**CONSEGNA 1**
Nel testo su Tchaikovskij, quante composizioni originali di Mozart sceglie il compositore per la sua Suite?

**TESTO FORNITO**
_ _ _ _ _

Con buona pace di Hanslick, Tchaikovskij si congeda così dal Concerto quasi prendendo per mano il suo solista, per lanciarsi insieme a lui nella gioia vorticosa del gorgo finale. Non è questo tempo d’ansie e turbamenti, ora valgono solo le leggi della musica. Probabilmente lo stesso stato d’animo che ispirò una delle frasi più celebri dell’autore, destinata a sfidare il tempo: “Forse in cielo la musica non ci sarà; restiamo su questa terra, allora, finché la vita ce lo consente”.
Un Tchaikovskij quasi cinquantenne si dedica, nell’estate del 1887, alla Suite n.4 in Sol maggiore, detta Mozartiana. “Perché lei non ama Mozart? – scriveva a Nadezda in una lettera di quasi 10 anni prima – io non soltanto l’amo, io l’adoro. Potrei raccontarle cose a non finire a proposito di questo genio luminoso per il quale ho un autentico culto”. Dunque Tchaikovskij , vero e proprio fan, decide di rendere omaggio all’amato musicista salisburghese. Non, si badi bene, traendone generico spunto, bensì affrontando, sul finire dell’Ottocento, un curioso lavoro di recupero, in panni e spirito perfettamente settecenteschi. Il compositore, infatti, decide di approntare un’operazione che oggi diremmo di restyling del materiale mozartiano: sceglie quattro composizioni originali del grande Amadeus e, senza aggiungere o togliere alcuna battuta, salvo rarissime eccezioni, le trasferisce nella sua Suite. Il lavoro si concentra, in questo modo, in una manifattura di orchestrazione sopraffina e nella sfida non da poco di ricucire un abito di colori diversi sulle forme di modelli già compiuti, perfetti e universalmente conosciuti nella versione originale.

_ _ _ _ _

**Righe di riquadri etichettati**
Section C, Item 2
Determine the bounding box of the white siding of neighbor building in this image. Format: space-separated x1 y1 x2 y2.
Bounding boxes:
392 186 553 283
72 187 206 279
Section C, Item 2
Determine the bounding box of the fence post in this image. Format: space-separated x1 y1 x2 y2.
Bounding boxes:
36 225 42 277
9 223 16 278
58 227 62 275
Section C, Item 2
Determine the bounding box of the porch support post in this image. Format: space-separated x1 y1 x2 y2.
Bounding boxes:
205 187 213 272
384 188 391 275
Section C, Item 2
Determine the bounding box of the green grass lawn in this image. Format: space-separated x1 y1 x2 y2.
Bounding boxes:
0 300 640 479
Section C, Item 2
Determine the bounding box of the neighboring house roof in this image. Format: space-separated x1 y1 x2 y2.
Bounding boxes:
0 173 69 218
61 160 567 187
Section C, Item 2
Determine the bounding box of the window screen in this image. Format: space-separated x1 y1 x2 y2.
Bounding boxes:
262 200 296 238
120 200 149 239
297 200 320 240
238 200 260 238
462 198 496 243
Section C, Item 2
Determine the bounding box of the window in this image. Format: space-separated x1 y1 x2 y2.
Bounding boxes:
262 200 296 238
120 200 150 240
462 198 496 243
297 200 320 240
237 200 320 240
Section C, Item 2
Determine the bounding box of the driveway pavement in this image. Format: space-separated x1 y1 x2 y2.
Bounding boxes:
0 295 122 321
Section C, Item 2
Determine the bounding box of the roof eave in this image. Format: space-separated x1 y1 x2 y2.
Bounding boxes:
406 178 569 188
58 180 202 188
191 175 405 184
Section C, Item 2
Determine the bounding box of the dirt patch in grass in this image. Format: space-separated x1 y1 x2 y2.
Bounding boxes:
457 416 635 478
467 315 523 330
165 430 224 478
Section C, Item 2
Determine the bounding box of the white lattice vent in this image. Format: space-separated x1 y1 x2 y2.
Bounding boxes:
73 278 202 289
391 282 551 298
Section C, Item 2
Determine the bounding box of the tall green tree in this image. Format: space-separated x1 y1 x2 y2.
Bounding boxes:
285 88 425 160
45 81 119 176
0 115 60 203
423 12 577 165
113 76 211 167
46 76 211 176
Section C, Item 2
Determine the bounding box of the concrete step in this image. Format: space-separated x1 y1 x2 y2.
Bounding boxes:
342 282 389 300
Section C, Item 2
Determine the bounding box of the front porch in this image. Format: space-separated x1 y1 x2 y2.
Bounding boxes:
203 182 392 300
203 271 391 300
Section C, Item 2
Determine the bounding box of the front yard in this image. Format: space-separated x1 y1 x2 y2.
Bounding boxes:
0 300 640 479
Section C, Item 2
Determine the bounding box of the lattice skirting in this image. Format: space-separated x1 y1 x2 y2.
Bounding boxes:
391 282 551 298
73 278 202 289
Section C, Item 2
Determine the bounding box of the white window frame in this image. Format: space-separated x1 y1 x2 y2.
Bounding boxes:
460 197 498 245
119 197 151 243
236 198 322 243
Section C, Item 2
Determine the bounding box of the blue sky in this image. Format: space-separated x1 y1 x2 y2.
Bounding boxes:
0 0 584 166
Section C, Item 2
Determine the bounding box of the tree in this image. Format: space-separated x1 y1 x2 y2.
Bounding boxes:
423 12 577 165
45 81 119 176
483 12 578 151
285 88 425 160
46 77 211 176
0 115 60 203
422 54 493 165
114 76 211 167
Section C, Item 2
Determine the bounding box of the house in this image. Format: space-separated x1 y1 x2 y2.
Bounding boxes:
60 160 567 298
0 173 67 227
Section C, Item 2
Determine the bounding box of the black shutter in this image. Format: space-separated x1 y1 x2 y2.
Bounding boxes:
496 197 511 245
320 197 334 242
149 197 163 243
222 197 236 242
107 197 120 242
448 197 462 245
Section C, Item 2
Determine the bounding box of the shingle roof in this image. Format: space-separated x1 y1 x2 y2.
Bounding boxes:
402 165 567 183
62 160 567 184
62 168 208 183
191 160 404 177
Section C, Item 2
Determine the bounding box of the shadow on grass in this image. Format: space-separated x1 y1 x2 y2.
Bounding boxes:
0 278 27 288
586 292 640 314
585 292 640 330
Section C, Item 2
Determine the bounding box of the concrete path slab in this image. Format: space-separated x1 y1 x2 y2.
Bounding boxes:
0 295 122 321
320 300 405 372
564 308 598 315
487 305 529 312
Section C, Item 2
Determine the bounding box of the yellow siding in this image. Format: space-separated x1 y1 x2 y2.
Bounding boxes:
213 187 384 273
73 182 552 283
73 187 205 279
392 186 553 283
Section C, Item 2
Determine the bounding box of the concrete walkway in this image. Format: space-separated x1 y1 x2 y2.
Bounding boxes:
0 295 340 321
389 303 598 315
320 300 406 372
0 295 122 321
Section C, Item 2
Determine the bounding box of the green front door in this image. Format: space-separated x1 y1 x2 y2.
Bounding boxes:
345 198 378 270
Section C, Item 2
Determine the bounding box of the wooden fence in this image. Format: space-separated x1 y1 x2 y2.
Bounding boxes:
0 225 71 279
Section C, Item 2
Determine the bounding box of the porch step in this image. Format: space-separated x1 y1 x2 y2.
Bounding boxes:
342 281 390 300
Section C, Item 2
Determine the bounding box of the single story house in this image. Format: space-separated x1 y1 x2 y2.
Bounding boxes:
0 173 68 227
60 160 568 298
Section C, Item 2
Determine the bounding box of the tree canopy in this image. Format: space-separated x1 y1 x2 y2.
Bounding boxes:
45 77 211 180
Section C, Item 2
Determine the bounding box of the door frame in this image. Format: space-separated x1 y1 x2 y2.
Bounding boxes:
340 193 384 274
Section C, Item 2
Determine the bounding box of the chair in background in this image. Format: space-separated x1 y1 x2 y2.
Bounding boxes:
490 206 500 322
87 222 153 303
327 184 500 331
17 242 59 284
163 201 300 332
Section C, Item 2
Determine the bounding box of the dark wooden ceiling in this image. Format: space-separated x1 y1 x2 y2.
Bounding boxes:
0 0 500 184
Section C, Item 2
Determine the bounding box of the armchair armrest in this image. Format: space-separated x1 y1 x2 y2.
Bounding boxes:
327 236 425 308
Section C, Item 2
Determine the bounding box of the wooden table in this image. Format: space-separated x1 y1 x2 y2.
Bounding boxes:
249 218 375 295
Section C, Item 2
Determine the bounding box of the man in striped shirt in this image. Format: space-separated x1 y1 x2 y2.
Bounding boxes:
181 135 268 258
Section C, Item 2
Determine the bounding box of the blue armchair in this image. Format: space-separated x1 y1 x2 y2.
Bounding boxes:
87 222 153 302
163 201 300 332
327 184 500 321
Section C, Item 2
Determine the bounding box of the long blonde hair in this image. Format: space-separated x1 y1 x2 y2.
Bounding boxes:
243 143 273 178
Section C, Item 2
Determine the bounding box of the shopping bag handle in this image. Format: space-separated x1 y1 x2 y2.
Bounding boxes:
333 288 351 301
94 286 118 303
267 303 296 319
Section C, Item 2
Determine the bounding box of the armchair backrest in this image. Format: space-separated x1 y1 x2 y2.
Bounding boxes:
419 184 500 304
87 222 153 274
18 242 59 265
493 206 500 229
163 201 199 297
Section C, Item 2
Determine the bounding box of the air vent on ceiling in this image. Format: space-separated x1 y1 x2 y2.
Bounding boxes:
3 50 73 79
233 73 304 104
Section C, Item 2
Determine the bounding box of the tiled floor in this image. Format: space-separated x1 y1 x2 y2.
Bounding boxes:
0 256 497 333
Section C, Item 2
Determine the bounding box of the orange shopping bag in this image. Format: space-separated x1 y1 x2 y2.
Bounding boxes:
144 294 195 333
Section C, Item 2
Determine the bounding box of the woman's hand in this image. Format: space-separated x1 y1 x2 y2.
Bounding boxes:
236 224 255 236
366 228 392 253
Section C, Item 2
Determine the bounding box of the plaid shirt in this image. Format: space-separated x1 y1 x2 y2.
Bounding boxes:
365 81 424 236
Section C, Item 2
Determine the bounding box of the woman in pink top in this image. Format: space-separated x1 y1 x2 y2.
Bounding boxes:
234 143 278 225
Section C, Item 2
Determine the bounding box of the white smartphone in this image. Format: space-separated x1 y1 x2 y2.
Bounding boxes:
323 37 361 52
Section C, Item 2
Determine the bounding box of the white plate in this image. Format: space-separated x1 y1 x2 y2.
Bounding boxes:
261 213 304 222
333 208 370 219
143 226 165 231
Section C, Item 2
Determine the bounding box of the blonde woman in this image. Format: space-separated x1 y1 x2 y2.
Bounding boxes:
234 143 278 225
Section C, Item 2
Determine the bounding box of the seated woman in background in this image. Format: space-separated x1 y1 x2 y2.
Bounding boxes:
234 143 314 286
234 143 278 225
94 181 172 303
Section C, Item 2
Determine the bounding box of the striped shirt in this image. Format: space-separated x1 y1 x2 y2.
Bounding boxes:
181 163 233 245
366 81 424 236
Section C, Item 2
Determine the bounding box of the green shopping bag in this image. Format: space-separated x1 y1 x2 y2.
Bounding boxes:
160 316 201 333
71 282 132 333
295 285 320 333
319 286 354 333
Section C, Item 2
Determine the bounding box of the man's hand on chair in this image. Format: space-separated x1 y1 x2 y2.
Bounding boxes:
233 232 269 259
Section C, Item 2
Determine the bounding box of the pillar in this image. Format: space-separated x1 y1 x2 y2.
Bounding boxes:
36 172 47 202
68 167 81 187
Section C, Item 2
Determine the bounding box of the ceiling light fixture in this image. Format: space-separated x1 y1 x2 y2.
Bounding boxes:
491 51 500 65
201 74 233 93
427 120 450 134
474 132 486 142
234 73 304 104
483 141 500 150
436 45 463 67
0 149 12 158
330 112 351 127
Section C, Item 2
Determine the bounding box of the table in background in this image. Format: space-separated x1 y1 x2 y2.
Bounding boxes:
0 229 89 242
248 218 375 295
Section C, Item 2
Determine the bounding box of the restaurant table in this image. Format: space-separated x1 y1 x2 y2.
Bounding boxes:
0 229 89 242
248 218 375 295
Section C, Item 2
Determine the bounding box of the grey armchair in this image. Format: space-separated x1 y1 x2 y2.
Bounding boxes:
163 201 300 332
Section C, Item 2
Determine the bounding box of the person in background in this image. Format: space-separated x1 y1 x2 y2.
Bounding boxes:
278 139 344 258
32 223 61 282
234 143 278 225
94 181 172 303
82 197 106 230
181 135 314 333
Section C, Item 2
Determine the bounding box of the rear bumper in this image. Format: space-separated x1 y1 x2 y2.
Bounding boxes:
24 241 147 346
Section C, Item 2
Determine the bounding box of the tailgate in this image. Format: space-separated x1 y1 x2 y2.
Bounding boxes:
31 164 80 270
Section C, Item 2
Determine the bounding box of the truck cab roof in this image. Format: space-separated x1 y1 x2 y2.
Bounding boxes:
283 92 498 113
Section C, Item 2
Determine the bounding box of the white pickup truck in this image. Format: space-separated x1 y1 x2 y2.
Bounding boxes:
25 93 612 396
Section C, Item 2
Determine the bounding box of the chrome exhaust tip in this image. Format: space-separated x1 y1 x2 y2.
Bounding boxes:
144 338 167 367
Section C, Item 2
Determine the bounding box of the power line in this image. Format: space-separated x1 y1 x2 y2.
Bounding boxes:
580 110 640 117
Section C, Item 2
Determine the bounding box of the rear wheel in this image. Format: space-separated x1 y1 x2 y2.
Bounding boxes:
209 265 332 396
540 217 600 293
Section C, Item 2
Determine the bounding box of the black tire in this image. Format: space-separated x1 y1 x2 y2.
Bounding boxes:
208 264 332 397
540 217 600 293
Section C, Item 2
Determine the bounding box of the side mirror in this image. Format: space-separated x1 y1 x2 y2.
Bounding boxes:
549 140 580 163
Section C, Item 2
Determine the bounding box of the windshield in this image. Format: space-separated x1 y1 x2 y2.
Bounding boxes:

_ _ _ _ _

**CONSEGNA 2**
Conta le righe che contengono la parola "rear", distinguendo tra maiuscole e minuscole. Scrivi soltanto il numero.

**RISPOSTA CORRETTA 1**
Quattro composizioni originali.

**RISPOSTA CORRETTA 2**
2